Task objective: Return the records that follow, matching each one exactly.

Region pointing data
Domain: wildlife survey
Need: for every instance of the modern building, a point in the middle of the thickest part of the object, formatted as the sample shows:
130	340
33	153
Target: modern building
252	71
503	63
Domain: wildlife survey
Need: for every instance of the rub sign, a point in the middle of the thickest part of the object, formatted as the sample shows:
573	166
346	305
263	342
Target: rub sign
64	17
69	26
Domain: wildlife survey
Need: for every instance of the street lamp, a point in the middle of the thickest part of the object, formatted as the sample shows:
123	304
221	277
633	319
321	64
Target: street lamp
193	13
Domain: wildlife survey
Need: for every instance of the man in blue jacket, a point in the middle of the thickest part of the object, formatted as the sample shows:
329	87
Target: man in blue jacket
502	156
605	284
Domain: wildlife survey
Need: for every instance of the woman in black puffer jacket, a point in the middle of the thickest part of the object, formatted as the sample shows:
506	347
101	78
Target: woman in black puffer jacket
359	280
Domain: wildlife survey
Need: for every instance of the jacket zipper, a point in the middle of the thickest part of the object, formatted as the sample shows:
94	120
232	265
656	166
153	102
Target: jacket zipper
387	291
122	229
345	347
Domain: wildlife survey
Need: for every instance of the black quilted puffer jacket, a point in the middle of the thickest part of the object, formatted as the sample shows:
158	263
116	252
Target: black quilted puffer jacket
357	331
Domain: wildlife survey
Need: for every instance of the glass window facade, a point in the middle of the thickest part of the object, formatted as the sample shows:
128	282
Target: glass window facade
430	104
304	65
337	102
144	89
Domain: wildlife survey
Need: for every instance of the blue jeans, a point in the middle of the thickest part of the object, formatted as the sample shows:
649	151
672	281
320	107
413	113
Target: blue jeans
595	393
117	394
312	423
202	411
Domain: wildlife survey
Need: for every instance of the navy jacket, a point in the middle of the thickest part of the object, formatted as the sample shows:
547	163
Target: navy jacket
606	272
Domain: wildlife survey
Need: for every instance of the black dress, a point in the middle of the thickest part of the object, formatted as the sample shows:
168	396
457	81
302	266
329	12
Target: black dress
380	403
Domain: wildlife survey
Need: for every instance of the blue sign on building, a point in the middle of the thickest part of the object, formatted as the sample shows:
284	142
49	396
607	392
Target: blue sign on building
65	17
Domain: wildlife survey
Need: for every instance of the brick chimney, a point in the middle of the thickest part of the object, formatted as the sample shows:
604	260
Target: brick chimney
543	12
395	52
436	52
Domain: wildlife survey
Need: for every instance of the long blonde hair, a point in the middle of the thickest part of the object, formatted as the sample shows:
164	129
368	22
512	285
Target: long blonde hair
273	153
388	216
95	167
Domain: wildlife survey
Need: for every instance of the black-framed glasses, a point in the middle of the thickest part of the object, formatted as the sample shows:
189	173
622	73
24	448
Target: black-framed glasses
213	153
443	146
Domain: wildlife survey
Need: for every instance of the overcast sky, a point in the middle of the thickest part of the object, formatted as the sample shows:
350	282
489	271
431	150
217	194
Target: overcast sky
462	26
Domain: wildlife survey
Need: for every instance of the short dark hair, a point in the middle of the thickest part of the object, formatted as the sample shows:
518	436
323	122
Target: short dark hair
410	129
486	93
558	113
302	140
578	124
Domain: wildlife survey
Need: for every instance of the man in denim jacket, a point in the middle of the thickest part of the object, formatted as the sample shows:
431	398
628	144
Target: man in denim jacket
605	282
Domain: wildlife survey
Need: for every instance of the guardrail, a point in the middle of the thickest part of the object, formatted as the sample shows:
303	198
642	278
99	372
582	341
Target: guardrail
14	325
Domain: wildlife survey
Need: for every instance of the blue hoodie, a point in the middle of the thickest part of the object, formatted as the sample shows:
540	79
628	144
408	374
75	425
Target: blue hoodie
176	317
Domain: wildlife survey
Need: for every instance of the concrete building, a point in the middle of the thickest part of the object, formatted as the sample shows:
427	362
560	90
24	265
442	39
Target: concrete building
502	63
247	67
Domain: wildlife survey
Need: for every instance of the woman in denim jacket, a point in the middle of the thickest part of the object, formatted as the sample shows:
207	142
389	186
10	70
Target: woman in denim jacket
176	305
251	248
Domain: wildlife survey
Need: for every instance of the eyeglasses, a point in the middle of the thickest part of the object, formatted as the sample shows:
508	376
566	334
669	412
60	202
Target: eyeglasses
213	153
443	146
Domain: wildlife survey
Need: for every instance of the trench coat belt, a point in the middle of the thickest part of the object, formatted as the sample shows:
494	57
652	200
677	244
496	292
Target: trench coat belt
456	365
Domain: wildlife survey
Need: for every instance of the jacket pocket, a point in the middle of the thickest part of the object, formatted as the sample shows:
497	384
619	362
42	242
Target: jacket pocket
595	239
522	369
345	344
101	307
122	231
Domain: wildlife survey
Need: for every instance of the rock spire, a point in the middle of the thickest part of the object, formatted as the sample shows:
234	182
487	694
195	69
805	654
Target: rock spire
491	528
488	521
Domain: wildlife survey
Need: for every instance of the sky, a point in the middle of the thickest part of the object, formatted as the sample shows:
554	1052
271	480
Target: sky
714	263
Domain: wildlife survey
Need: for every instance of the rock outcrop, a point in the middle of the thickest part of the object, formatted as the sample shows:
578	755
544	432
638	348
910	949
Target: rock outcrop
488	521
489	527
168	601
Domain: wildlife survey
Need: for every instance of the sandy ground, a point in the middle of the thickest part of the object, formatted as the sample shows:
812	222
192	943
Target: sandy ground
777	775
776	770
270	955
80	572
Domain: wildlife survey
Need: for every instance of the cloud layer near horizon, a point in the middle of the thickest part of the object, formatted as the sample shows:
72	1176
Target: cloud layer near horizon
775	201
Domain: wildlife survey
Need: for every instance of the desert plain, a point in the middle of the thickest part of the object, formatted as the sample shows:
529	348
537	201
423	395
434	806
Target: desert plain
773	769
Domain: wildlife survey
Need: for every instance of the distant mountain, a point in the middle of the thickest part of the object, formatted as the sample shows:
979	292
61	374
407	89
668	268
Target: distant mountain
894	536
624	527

The completed task:
Domain: wildlife survey
Need: for every instance of the modern building, a point in the middle of the thickest part of the object, formatted as the sample shows:
130	340
33	153
Target: modern building
252	71
503	63
Domain: wildlife survey
Need: for every instance of the rub sign, a point in the middle of the thickest part of the object, formatted as the sample shows:
573	166
346	305
263	342
Target: rub sign
64	17
69	26
Domain: wildlife survey
Need: for every instance of the street lamp, a point in the middle of the thickest part of the object, formatted as the sample shows:
123	304
221	277
633	319
321	64
Target: street lamp
193	13
Domain: wildlife survey
Need: for every instance of the man in blue jacket, a point in the middle of the thickest part of the object, formatted as the sample shows:
329	87
Target: man in blue jacket
502	156
605	284
Domain: wildlife survey
Need: for every instance of the woman in black puffer jacket, a point in the middle of the thickest part of the object, formatted as the sample shows:
506	347
101	78
Target: woman in black puffer jacket
359	280
Domain: wildlife survey
Need: for every instance of the jacket zipper, a point in the middle of the thickest part of the object, formatted as the sample shows:
94	120
232	265
656	166
153	102
Target: jacket zipper
387	291
122	229
345	347
Domain: wildlife survey
Need: for every instance of the black quilted puffer jacket, a point in the middle of the thickest part of the object, formatted as the sample shows:
158	263
116	252
Target: black quilted puffer jacket
357	331
Domain: wildlife survey
Need: for every instance of the glass window facade, a point in the middle of the thickest part of the object, formatted as the sample shows:
128	282
Target: glass window facade
430	104
304	65
337	102
144	89
Domain: wildlife survey
Need: for every instance of the blue jeans, a point in the middle of the thickest part of the object, formatted as the sample shows:
649	151
672	281
320	107
413	113
Target: blue jeans
595	393
117	394
312	423
202	411
Domain: wildlife survey
Need: for every instance of the navy jacket, a point in the middle of the thickest part of the object, formatted as the sample shows:
547	163
Target: navy jacket
606	272
Domain: wildlife survey
Need: for every instance of the black dress, a point in the middle of the thickest part of the object, formatted as the sample shows:
168	396
457	81
302	266
329	12
Target: black dress
380	403
Domain: wildlife survey
Need: for every instance of the blue sign on building, a point in the middle of the thickest part of the object, formatted as the sample shows:
284	142
49	396
607	392
Target: blue sign on building
65	17
Domain: wildlife survey
Need: for every instance of the brick chimney, a point in the middle of the thickest part of the object, formatted as the sample shows:
604	260
Target: brick chimney
543	12
395	52
436	52
Domain: wildlife survey
Need: for every instance of the long blonde hair, a point in the middle of the thickest part of the object, formatted as the sample shows:
164	129
368	22
512	285
Target: long blonde hair
273	153
388	216
95	167
Domain: wildlife survey
Need: for every instance of the black-framed glasses, a point in the middle of the thickest part of the object, formatted as the sample shows:
189	173
622	73
24	448
Target: black-framed glasses
213	153
443	146
Domain: wildlife survey
Need: for every instance of the overcast sky, a point in the middle of the thickest part of the object, formatted as the sample shows:
350	282
489	271
431	150
217	194
Target: overcast sky
462	26
Domain: wildlife survey
Need: for every instance of the short dark hair, a point in the middle of the thickest part of the object, formatted as the sample shows:
518	436
323	122
Target: short dark hair
410	129
486	93
558	113
302	140
578	124
Domain: wildlife survey
Need: for every instance of the man in denim jacket, a point in the middle of the thickest part of the object, formatted as the sample shows:
431	398
628	144
Target: man in denim jacket
605	282
Domain: wildlife survey
Need: for every instance of the guardrail, a point in the middle of the thickest part of the object, formatted as the sample shows:
303	198
642	278
99	372
582	341
Target: guardrail
14	325
Domain: wildlife survey
Need: for every instance of the blue hoodie, a point in the middle of the thickest part of the object, formatted as the sample shows:
540	79
628	144
408	374
75	425
Target: blue hoodie
176	317
Domain: wildlife survey
Need: for every instance of the concrete building, a point in the middle of the thickest part of the object, formatted as the sample shows:
427	362
560	90
24	265
442	39
Target: concrete building
502	63
247	67
Domain: wildlife survey
Need: for every instance of the woman in denim jacket, a point in the middle of the thickest part of the object, formatted as the sample shows:
207	142
389	186
10	70
Target: woman in denim jacket
176	305
251	248
Domain: wildlife survey
Need: for every instance of the eyeglasses, a point in the middle of the thickest part of the object, formatted as the sample shows:
508	376
566	334
669	412
60	202
Target: eyeglasses
213	153
443	146
Domain: wildlife survey
Need: for every instance of the trench coat belt, a point in the middle of the thickest part of the object, formatted as the sample shows:
494	57
652	200
677	244
496	292
Target: trench coat belt
456	365
Domain: wildlife survey
Need: for every instance of the jacket pocket, a point in the middle of the thickest part of the object, formatted as the sample shows:
497	384
619	362
42	242
Target: jacket pocket
595	239
522	369
345	344
101	307
122	231
Domain: wildlife survey
Need: for every instance of the rock spire, a point in the middle of the thickest part of the object, formatted as the sample shows:
234	182
487	694
195	69
805	654
Target: rock spire
491	528
488	521
Domain: wildlife survey
Need: for every instance of the sky, a point in the middle of the thickest part of the object, formatted as the sample shows:
554	1052
271	480
Target: sky
714	263
Domain: wildlife survey
Need: for every instance of the rock outcrop, a point in the middle of the thickest part of the object, formatted as the sample shows:
578	755
544	432
638	348
910	949
Target: rock outcrop
488	521
489	527
168	601
Domain: wildlife survey
Need: for every instance of the sandy ground, a point in the middle of the thickest part of the object, formatted as the sample shows:
812	222
192	943
Target: sandy ground
777	775
776	770
270	955
80	572
Domain: wildlife survey
Need: for every instance of the cloud layer near horizon, a point in the middle of the thickest part of the object, formatted as the sample shows:
72	1176
Target: cloud layer near horizon
775	201
Domain: wildlife survey
Need: for every instance of the desert plain, a point in the middle of the thickest part of the object, formatted as the sample shows:
529	348
537	201
423	395
434	806
Target: desert plain
773	769
Domain: wildlife survey
Need: for every instance of the distant mountain, a point in the middle of the thickest part of the object, formatted as the sample shows:
979	292
61	374
407	89
668	268
Target: distant mountain
894	536
624	527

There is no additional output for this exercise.